## Begin Text passage

COMS 4995 Advanced Systems Programming

Caching, Memory Mapping, and Advanced Allocators

Memory Hierarchy

The pyramid shown below (CSAPP Figure 6.21) depicts the memory hierarchy in computer systems:

fig6.21

The triangular shape refers to the size, speed, and cost of the storage devices. Devices at the top are smaller, faster, and costlier than the devices towards the bottom of the pyramid. Each level of the pyramid serves as a cache for the level underneath.

Registers: small number of fast storage units embedded in CPUs
- Intel Core i7 has 16 64-bit general purpose registers
- No added access latency
Cache: small amount of memory between registers and RAM
- Uses SRAM, which is faster and more expensive than DRAM
- Several levels of cache to bridge growing disparity between CPU and RAM in speed and capacity
- Intel Core i7 has 64KB of L1, 256KB of L2, and 8MB of L3
- Latencies: 4 cycles for L1, 10 cycles for L2, 50 cycles for L3
- Usually accessed in 64-byte blocks called “cache lines”
Main memory: volatile storage for code and data for running programs
- Typical laptops have 4GB to 32GB of DRAM
- Latency: 200 cycles
- Usually accessed in 4KB chunks called “pages”
Local storage: persistent storage for program and data files
- Typical laptops have 256GB to 4TB SSDs
- Typical desktops have 512GB to 8TB HDDs
- Latency: 100,000 cycles for SSD, 10,000,000 cycles for HDD

Cache-conscious Programming

Principle of Locality

Temporal locality: Once a memory location has been referenced it is likely to be referenced again in the near future
Spatial locality: Once a memory location has been referenced, nearby memory locations are likely to be referenced in the near future

2-dimensional Arrays in C

Let’s motivate our study of cache-conscious programming by working with 2-dimensional arrays in C.

Consider the following 2-dimensional array declaration in C:

int a[3][2];

The array is laid out in row-major order in memory as follows:

+---------+---------+---------+---------+---------+---------+
| a[0][0] | a[0][1] | a[1][0] | a[1][1] | a[2][0] | a[2][1] |
+---------+---------+---------+---------+---------+---------+

Example 1: Summing Matrix Elements

Consider the following nested loop that computes the sum of all elements in a M x N matrix a:

for (int i = 0; i < M; i++) {
    for (int j = 0; j < N; j++) {
        sum += a[i][j];
    }
}

This algorithm exhibts good spatial locality. We are accessing the elements of a one-by-one as they are laid out in memory, i.e., stride-1 reference pattern. Each cache miss will be handled by bringing in a cache-line sized chunk of a, which will result in subsequent cache hits for the rest of the elements residing in the cache-line.

There is also good temporal locality in the loop body. The local variables sum, a, i, and j are referenced each time in the loop body. An optimizing compiler will probably cache these variables in registers.

On the other hand, the following modified version of the nested loop exhibits poor spatial locality:

for (int j = 0; j < N; j++) {
    for (int i = 0; i < M; i++) {
        sum += a[i][j];
    }
}

Here, the order of the loops have been switched. We are now accessing the matrix column-by-column instead of row-by-row, which is not the order in which the elements are laid out in memory. Unless the entire matrix can fit in the cache, this reference pattern will result in significantly more cache misses than the previous version.

## End Text passage
## Begin Dataset

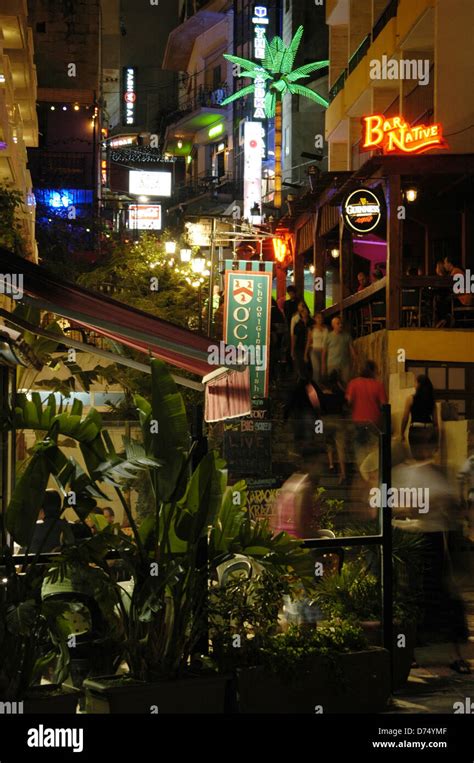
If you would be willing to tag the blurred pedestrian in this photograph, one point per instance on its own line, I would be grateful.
(314, 346)
(338, 352)
(299, 341)
(420, 409)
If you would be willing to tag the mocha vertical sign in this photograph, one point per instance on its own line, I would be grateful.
(247, 322)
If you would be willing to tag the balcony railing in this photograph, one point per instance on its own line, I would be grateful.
(206, 98)
(389, 13)
(60, 169)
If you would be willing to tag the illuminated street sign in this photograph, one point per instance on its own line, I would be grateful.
(129, 95)
(253, 145)
(394, 135)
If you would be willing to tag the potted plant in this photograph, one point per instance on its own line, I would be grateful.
(328, 669)
(354, 594)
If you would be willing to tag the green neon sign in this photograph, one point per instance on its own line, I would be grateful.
(216, 130)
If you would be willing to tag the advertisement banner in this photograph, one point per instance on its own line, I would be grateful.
(247, 322)
(144, 216)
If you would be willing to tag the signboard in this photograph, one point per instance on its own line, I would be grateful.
(247, 322)
(199, 234)
(150, 183)
(144, 216)
(247, 448)
(253, 147)
(394, 135)
(362, 211)
(129, 95)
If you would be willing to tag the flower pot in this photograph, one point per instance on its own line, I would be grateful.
(402, 655)
(55, 699)
(122, 694)
(352, 682)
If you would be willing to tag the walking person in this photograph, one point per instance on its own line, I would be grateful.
(314, 346)
(366, 395)
(420, 409)
(331, 401)
(338, 352)
(299, 340)
(443, 553)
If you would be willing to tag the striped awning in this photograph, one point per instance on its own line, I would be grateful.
(305, 233)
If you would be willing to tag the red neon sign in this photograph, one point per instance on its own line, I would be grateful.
(394, 135)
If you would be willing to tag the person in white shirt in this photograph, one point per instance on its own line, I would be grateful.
(314, 346)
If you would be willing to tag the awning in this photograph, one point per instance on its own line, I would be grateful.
(135, 328)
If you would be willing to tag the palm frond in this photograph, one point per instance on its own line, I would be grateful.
(290, 53)
(306, 70)
(269, 60)
(238, 94)
(243, 62)
(308, 93)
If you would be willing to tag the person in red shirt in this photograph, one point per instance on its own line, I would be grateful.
(366, 395)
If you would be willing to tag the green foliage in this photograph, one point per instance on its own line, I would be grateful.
(10, 235)
(127, 269)
(277, 71)
(243, 615)
(291, 654)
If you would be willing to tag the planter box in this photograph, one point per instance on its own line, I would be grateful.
(355, 682)
(51, 699)
(402, 656)
(113, 694)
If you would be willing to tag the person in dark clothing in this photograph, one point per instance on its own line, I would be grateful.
(420, 409)
(50, 528)
(277, 334)
(331, 396)
(299, 340)
(291, 305)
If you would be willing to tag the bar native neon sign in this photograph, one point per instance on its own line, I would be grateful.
(394, 135)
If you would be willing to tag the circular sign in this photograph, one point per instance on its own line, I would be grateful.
(362, 211)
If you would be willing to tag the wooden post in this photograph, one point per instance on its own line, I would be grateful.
(278, 139)
(394, 251)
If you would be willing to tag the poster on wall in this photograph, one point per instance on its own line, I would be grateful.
(247, 322)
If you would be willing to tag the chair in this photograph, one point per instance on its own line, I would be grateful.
(411, 307)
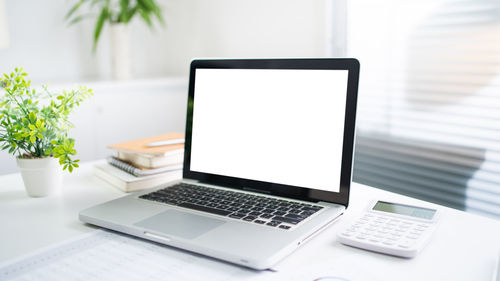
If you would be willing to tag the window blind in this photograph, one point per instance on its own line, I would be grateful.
(429, 99)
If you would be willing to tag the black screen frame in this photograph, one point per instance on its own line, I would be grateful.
(295, 192)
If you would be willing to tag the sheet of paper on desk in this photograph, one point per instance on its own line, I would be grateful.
(104, 255)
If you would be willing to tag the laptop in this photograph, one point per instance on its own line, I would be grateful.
(267, 164)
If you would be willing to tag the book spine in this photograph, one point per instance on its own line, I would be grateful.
(123, 166)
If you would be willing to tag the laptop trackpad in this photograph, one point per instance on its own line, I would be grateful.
(180, 224)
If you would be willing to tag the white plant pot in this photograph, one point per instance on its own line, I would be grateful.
(120, 52)
(41, 176)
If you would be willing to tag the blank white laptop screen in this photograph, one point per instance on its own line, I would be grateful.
(283, 126)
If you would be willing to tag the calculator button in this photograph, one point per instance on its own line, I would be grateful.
(405, 243)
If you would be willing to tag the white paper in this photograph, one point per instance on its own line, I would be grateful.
(104, 255)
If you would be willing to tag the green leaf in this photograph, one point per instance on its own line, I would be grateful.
(103, 16)
(73, 9)
(145, 16)
(32, 116)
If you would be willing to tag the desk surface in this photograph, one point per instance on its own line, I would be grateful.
(464, 247)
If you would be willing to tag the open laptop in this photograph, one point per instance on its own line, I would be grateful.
(267, 165)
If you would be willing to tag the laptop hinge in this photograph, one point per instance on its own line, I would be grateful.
(256, 190)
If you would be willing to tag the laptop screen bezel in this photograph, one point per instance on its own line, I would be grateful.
(288, 191)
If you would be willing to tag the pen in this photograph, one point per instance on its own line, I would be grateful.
(165, 142)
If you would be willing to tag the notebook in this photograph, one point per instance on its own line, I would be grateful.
(267, 162)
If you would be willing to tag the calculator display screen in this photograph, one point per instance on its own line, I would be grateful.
(406, 210)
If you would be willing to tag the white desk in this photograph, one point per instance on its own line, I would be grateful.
(464, 247)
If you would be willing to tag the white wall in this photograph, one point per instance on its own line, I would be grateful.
(51, 51)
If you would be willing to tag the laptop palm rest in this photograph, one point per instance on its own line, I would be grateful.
(180, 224)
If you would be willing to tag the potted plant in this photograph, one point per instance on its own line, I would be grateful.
(118, 14)
(34, 126)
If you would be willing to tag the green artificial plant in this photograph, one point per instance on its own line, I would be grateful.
(114, 12)
(34, 124)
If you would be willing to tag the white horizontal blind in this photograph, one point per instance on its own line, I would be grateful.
(429, 99)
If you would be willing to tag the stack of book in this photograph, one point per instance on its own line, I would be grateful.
(144, 163)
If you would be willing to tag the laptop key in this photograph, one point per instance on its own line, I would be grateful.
(273, 223)
(287, 220)
(249, 218)
(237, 215)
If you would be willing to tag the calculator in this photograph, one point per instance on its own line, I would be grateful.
(391, 228)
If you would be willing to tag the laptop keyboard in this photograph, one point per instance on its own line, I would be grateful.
(257, 209)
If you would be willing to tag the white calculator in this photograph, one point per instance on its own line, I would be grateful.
(391, 228)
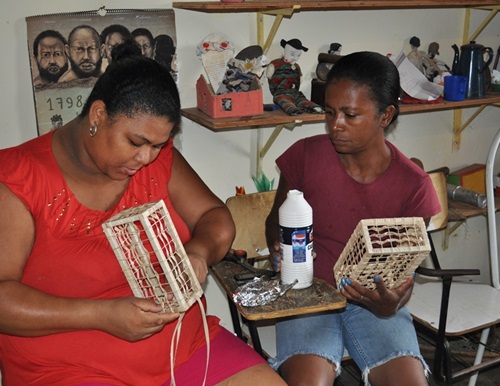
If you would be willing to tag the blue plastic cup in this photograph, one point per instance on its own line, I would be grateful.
(455, 87)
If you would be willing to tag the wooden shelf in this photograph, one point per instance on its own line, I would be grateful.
(278, 117)
(266, 6)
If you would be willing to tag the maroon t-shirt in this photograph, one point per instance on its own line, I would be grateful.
(312, 166)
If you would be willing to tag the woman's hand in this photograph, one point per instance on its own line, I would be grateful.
(132, 319)
(200, 267)
(381, 301)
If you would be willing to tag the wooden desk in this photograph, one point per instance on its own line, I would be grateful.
(320, 297)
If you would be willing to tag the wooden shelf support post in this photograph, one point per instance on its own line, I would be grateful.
(262, 151)
(279, 14)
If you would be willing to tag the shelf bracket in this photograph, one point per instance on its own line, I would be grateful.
(458, 126)
(279, 15)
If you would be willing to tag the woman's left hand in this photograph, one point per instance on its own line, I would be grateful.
(381, 301)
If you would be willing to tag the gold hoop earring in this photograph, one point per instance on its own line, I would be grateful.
(93, 130)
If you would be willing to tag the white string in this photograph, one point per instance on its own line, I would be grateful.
(174, 344)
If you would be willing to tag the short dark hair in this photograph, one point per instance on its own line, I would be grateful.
(133, 84)
(373, 70)
(121, 29)
(49, 33)
(84, 26)
(143, 32)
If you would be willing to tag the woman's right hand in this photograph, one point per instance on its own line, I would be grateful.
(275, 256)
(132, 319)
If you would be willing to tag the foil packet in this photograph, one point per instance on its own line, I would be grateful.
(261, 290)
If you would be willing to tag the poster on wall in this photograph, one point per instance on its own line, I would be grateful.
(69, 51)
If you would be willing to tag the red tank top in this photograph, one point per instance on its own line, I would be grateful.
(71, 257)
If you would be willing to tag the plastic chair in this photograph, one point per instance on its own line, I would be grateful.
(441, 310)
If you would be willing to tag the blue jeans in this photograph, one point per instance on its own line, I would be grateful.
(370, 340)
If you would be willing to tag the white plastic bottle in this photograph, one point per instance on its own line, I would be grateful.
(296, 240)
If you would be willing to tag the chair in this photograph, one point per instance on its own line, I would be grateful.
(442, 311)
(249, 214)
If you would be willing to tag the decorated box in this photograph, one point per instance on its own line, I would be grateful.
(236, 104)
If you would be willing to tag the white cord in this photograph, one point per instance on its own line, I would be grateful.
(175, 343)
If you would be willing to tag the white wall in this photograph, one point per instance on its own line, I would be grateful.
(227, 159)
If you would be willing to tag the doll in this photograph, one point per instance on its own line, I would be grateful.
(284, 76)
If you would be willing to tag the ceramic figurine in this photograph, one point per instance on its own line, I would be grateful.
(415, 56)
(284, 76)
(434, 67)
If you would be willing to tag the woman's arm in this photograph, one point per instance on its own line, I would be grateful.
(28, 312)
(208, 218)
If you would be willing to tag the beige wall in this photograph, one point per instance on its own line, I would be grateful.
(227, 159)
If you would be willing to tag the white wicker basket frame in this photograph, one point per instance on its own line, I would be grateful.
(138, 233)
(391, 248)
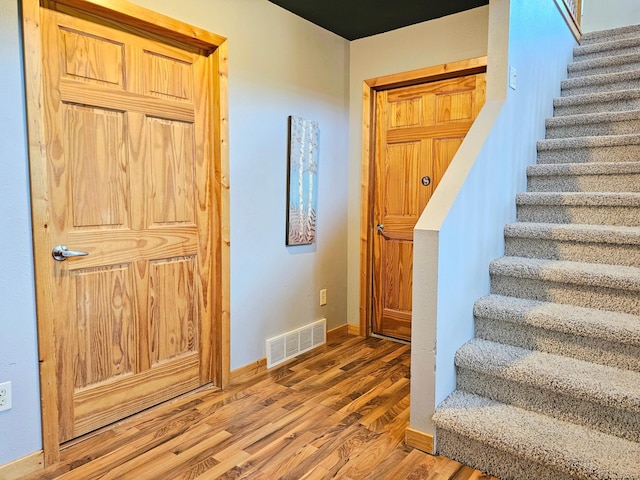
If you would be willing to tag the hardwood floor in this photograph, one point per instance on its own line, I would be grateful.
(339, 411)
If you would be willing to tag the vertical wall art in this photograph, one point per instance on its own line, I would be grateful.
(303, 181)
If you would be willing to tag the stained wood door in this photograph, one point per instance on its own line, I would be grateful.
(418, 131)
(128, 179)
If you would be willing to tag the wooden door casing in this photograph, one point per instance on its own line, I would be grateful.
(418, 130)
(128, 158)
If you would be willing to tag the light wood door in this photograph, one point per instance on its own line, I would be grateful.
(418, 131)
(128, 178)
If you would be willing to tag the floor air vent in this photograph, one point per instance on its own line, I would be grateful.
(286, 346)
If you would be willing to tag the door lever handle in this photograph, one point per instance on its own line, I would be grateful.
(61, 253)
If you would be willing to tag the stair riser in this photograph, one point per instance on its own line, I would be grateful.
(630, 84)
(573, 251)
(594, 129)
(585, 183)
(548, 401)
(580, 56)
(618, 216)
(504, 465)
(613, 354)
(616, 300)
(603, 69)
(595, 106)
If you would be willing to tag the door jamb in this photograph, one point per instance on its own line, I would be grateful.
(215, 47)
(370, 88)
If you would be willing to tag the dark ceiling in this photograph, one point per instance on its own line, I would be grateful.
(353, 19)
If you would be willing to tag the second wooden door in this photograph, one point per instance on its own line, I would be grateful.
(418, 131)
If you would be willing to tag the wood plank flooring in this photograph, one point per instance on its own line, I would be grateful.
(339, 411)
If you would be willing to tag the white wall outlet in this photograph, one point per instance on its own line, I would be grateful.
(5, 396)
(513, 77)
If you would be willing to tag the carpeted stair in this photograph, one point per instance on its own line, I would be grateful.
(550, 387)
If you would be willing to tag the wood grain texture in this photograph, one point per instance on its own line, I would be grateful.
(418, 130)
(23, 466)
(340, 411)
(147, 20)
(371, 89)
(111, 89)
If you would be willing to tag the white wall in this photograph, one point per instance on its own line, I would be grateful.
(465, 218)
(454, 37)
(279, 65)
(18, 352)
(604, 14)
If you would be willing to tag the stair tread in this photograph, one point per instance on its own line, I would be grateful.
(574, 449)
(595, 199)
(610, 45)
(595, 168)
(588, 141)
(620, 277)
(601, 384)
(575, 232)
(586, 66)
(599, 79)
(598, 97)
(570, 319)
(610, 33)
(592, 118)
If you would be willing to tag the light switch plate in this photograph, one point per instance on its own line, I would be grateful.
(513, 77)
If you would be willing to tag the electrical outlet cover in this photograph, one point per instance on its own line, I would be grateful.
(5, 396)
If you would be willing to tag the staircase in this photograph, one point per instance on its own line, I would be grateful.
(550, 386)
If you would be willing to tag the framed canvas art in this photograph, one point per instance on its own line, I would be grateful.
(302, 185)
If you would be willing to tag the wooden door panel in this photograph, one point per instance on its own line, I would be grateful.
(418, 131)
(97, 166)
(454, 106)
(173, 308)
(444, 150)
(168, 77)
(130, 169)
(402, 161)
(89, 57)
(104, 337)
(172, 171)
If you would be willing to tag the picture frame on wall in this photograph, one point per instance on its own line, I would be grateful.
(302, 181)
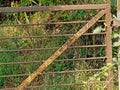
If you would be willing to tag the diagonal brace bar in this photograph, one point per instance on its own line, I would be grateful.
(76, 36)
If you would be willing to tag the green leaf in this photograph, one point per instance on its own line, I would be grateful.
(115, 35)
(15, 40)
(116, 44)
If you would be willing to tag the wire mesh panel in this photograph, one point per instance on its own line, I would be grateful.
(30, 35)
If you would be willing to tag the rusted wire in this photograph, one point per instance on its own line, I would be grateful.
(58, 85)
(54, 48)
(48, 36)
(53, 8)
(49, 23)
(58, 72)
(62, 60)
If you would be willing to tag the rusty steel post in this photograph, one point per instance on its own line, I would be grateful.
(108, 41)
(75, 37)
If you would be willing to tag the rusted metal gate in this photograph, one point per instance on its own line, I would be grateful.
(13, 79)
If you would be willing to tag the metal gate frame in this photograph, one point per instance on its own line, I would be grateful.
(105, 9)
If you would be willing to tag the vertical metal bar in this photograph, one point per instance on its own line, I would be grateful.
(118, 18)
(108, 41)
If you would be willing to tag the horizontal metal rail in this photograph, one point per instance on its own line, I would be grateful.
(58, 85)
(60, 72)
(62, 60)
(47, 36)
(54, 48)
(53, 8)
(49, 23)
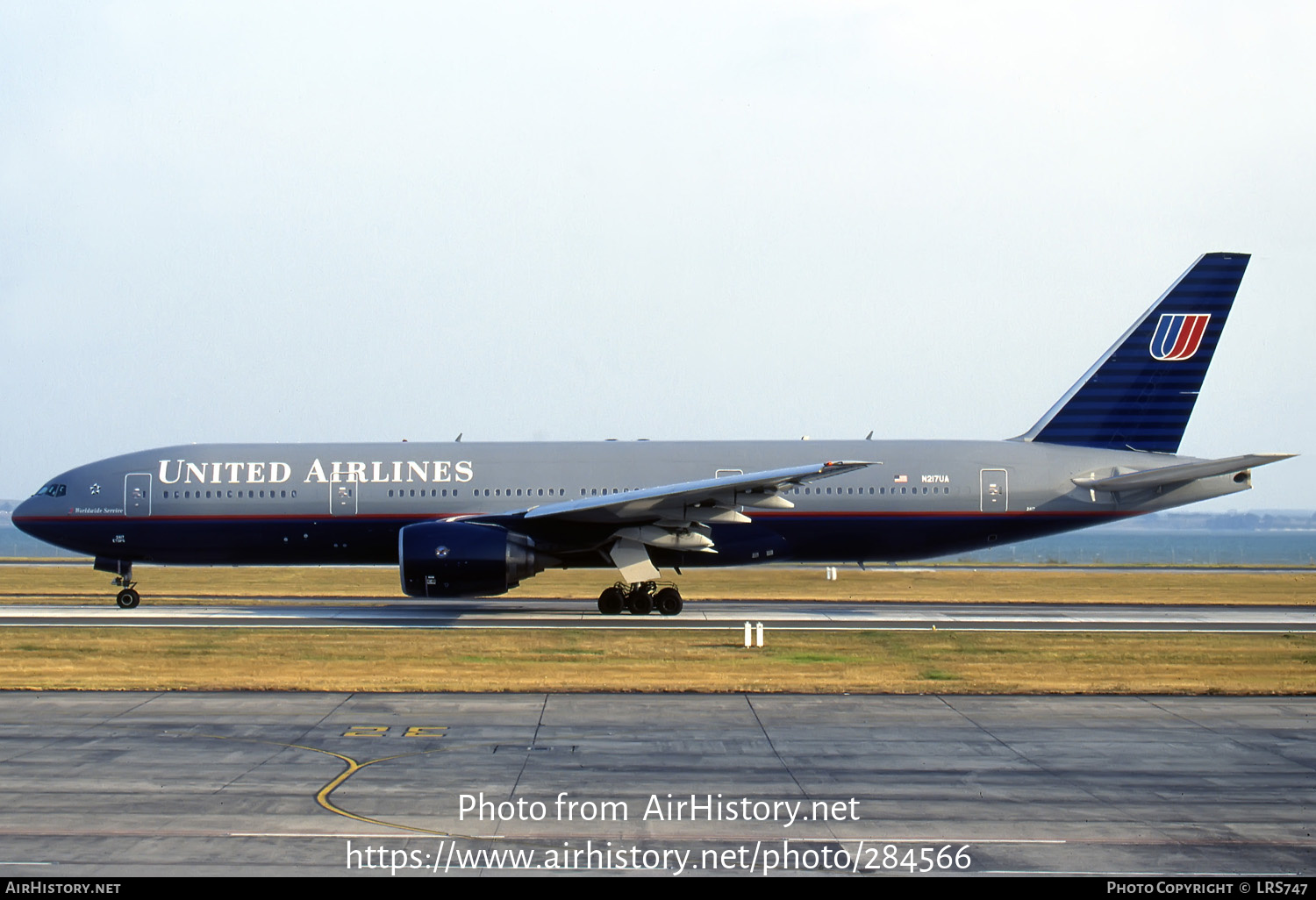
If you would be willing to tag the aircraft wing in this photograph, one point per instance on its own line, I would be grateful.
(1166, 475)
(712, 499)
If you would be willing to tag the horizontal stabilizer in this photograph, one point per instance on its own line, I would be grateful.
(1152, 478)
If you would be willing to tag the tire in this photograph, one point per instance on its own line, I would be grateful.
(669, 602)
(611, 602)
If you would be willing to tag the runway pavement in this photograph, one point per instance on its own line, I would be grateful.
(715, 615)
(113, 784)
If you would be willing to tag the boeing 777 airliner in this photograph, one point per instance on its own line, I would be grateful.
(466, 520)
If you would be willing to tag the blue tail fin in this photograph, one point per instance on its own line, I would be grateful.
(1139, 395)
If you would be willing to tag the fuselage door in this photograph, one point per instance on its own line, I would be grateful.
(137, 495)
(342, 499)
(995, 489)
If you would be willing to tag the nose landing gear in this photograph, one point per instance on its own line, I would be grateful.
(128, 597)
(640, 599)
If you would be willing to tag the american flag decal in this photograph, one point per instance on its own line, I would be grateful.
(1178, 336)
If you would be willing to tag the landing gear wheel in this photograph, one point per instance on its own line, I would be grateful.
(611, 602)
(669, 602)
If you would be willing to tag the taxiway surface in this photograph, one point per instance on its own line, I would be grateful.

## End Dataset

Tasks to complete:
- A) In the caching text above, condense the paragraph beginning "The triangular shape refers to" into a short bulleted list that keeps its main facts.
- B) According to the caching text above, in what size blocks is cache usually accessed, and what are those blocks called?

Responses for each task:
- A)
- The pyramid's shape reflects the size, speed, and cost of storage devices.
- Devices near the top are smaller, faster, and costlier than those near the bottom.
- Each level acts as a cache for the level below it.

- B) Cache is usually accessed in 64-byte blocks called "cache lines."